TAREFA BREVE | Indique se cada afirmação abaixo está de acordo com o texto sobre a morte de Mandela, respondendo sim ou não e citando literalmente as palavras do texto que decidem a questão. 1. Mandela passou 27 anos em cativeiro. 2. Em sua pesquisa, quem escreve encontrou dez biografias de Mandela. 3. Escrever sobre a morte de alguém com quem se tem vínculo emocional é apresentado como tarefa fácil.

Entrando na História
pela porta da frente
Pedro
J. Bondaczuk
Uma das tarefas que
sempre julguei (e ainda julgo mais do que nunca) complicadíssima é a de
escrever sobre a morte de alguma pessoa com a qual eu tenha alguma espécie de
vínculo emocional, mesmo que remoto. Nessas circunstâncias, a objetividade vai
para o espaço. Pudera! Como manter, afinal, o equilíbrio quando a emoção aflora
à pele, extravasa por todos os poros,
toma conta do cérebro e ofusca a razão? É difícil, muito difícil. Para
mim, que sou sumamente emotivo, é mais do que isso: é impossível. É o caso
específico, por exemplo, da morte, ocorrida neste dia 5 de dezembro de 2013, da
figura internacional que alcei à categoria de ídolo, de modelo, de referencial
de conduta e por razões que dispensam explicações, de tão óbvias que são.
Refiro-me a Nelson Rolihlahla Mandela, o “Madiba”.
O que eu poderia
escrever a seu respeito que milhões de jornalistas, escritores e líderes
mundiais já não tenham escrito, manchetado, comentado ou simplesmente dito? Em
termos objetivos, nada! Absolutamente nada! Só de biografias de Mandela, numa
rápida pesquisa de no máximo dois minutos, encontrei três dezenas! Jornais,
revistas e sites da internet, do mundo todo, trazem-no, hoje, em suas capas.
Muitos dedicam-lhe páginas e mais páginas internas de textos e fotografias,
resumindo sua exemplar vida, de 95 anos, 27 dos quais passados em cativeiro, ao
qual foi condenado injustamente, apenas por pregar o que deveria ser óbvio para
todos os povos, para todos os homens: a convivência harmoniosa e pacífica entre
os seres humanos, sem diferenciação da cor da pele, gênero, religião e tantos
outros fatores utilizados para diferenciar pessoas. Artigos os mais diversos
enfatizam sua característica mais marcante e rara no Planeta: sua inesgotável
capacidade de perdoar e de não nutrir um pingo que fosse de revanchismo, de
espírito de vingança e, sobretudo, de ódio.

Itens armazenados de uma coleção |
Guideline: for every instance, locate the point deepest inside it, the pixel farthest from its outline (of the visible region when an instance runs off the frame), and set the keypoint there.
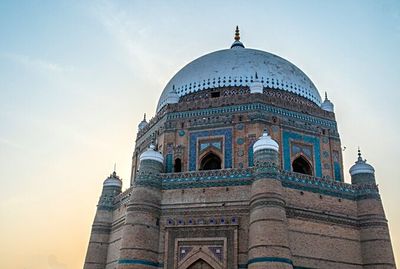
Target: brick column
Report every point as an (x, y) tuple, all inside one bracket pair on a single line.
[(140, 237), (268, 231), (96, 256)]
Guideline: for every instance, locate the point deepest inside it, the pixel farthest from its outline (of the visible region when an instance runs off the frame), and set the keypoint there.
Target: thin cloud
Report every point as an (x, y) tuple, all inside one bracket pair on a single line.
[(36, 63), (133, 38)]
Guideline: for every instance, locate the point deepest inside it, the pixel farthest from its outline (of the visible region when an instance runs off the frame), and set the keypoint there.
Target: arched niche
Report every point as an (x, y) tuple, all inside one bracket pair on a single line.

RESPOSTA COMPLETA |
1. Sim: "sua exemplar vida, de 95 anos, 27 dos quais passados em cativeiro".
2. Não: "Só de biografias de Mandela, numa rápida pesquisa de no máximo dois minutos, encontrei três dezenas!"
3. Não: "Uma das tarefas que sempre julguei (e ainda julgo mais do que nunca) complicadíssima é a de escrever sobre a morte de alguma pessoa com a qual eu tenha alguma espécie de vínculo emocional".